● **Assignment**:
Exactly as written, reproduce the lines from the beginning of the data through the line containing "like (247, 295)."; the pictures are not reproduced.

● **Extracted information**:
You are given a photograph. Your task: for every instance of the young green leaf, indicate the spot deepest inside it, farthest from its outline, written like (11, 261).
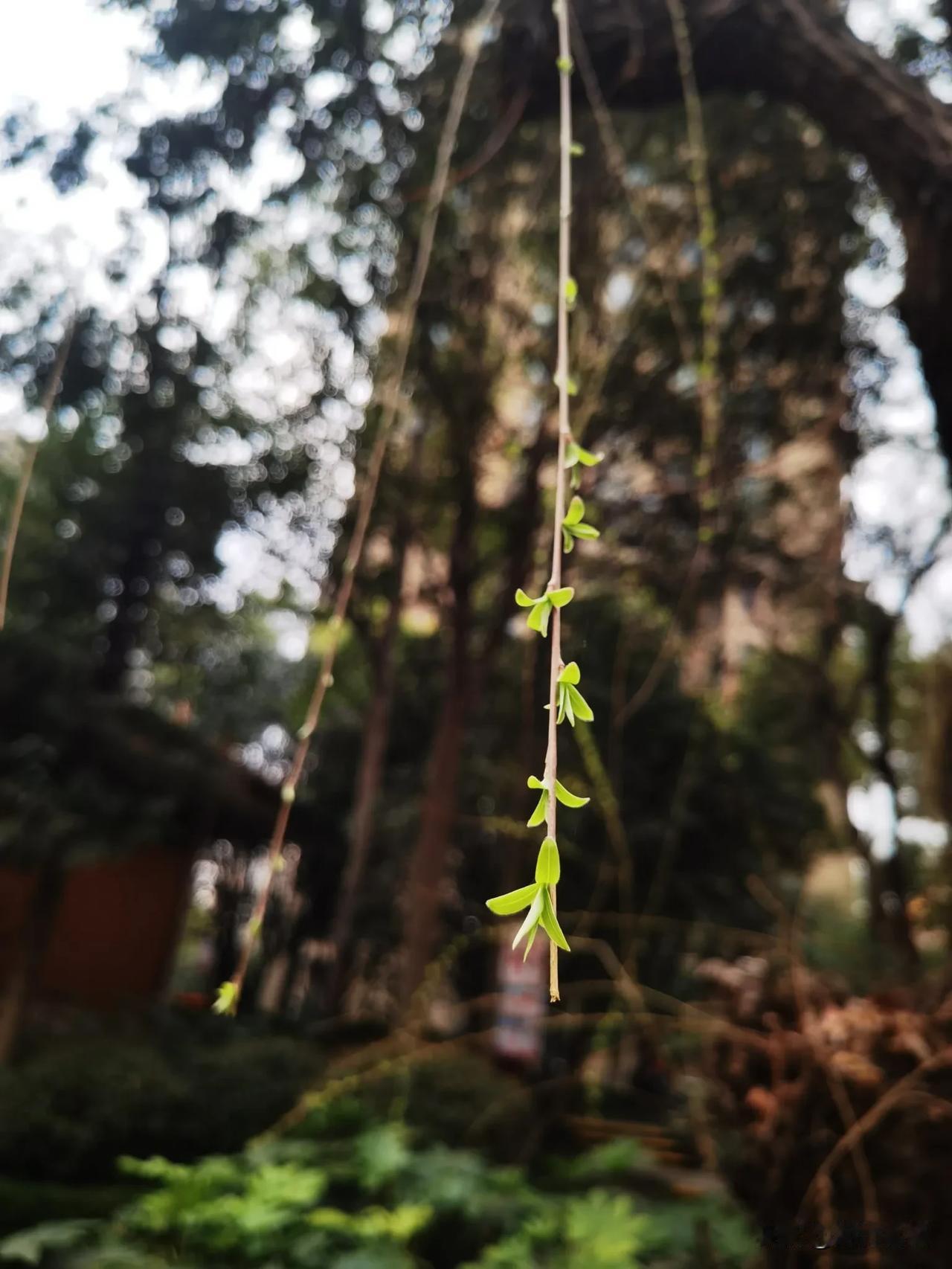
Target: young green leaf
(538, 815)
(575, 513)
(506, 905)
(532, 916)
(578, 704)
(226, 997)
(547, 867)
(550, 923)
(569, 711)
(538, 617)
(567, 798)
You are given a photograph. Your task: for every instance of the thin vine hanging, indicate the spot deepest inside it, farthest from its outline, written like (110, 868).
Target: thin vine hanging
(565, 699)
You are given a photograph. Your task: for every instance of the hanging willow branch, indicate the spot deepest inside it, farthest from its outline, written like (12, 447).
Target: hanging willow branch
(230, 992)
(565, 699)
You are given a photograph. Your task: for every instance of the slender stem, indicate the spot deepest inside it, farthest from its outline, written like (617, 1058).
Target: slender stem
(46, 405)
(555, 582)
(393, 408)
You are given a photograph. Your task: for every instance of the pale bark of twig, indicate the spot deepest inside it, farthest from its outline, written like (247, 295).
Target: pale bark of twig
(30, 458)
(393, 408)
(555, 582)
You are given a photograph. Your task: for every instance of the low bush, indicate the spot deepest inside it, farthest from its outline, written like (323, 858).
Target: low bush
(350, 1193)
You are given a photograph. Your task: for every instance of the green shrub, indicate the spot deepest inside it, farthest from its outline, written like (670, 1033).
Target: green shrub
(70, 1112)
(358, 1195)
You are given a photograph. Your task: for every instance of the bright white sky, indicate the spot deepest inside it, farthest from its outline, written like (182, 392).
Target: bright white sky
(900, 483)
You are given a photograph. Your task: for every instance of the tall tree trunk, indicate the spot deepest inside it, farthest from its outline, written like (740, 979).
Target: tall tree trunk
(428, 867)
(795, 51)
(33, 943)
(370, 777)
(889, 884)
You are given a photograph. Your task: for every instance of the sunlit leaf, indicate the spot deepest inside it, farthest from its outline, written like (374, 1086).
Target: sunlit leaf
(226, 997)
(506, 905)
(569, 711)
(567, 798)
(579, 704)
(532, 916)
(576, 510)
(547, 867)
(550, 923)
(538, 815)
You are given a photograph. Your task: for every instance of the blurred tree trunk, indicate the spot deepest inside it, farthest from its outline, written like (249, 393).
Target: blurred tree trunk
(800, 52)
(30, 952)
(428, 862)
(370, 777)
(889, 884)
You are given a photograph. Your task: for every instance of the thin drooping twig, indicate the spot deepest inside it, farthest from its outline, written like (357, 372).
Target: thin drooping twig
(393, 408)
(19, 499)
(555, 582)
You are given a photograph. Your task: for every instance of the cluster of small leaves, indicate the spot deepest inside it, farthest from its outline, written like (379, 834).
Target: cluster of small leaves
(540, 896)
(570, 704)
(574, 526)
(537, 896)
(544, 605)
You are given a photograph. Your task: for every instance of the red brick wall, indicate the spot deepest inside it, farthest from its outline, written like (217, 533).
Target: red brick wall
(115, 931)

● **Task result**:
You are given a photograph. Your task: for every instance of the young green leaf, indicate the spot deepest inside it, farthest from its outline, written like (11, 261).
Target: young green leaf
(538, 815)
(575, 513)
(506, 905)
(532, 916)
(578, 704)
(226, 997)
(547, 867)
(550, 923)
(569, 711)
(538, 617)
(567, 798)
You are given a photograph. Your task: for every instance of the thin vine hanging, indicate the spot deepest inside it, farthest from its outline, written like (110, 868).
Target: thin vine hanging
(565, 699)
You are given a photograph. Your task: for every instance of the hanging willow branch, indicate the spot deepest inside it, farthest from its outline, written like (12, 447).
Target: hanging willow branch
(230, 992)
(565, 699)
You are given a photograph. Your task: for every instance of the slender stem, indicate the spot deepest inside it, farthest from its outline, written like (617, 1058).
Target: slender stem
(46, 405)
(555, 582)
(393, 408)
You are given a photograph. Your task: for every instance of the pale bark of twig, indicate the spot deepest inside it, farthest from its outline, written like (247, 295).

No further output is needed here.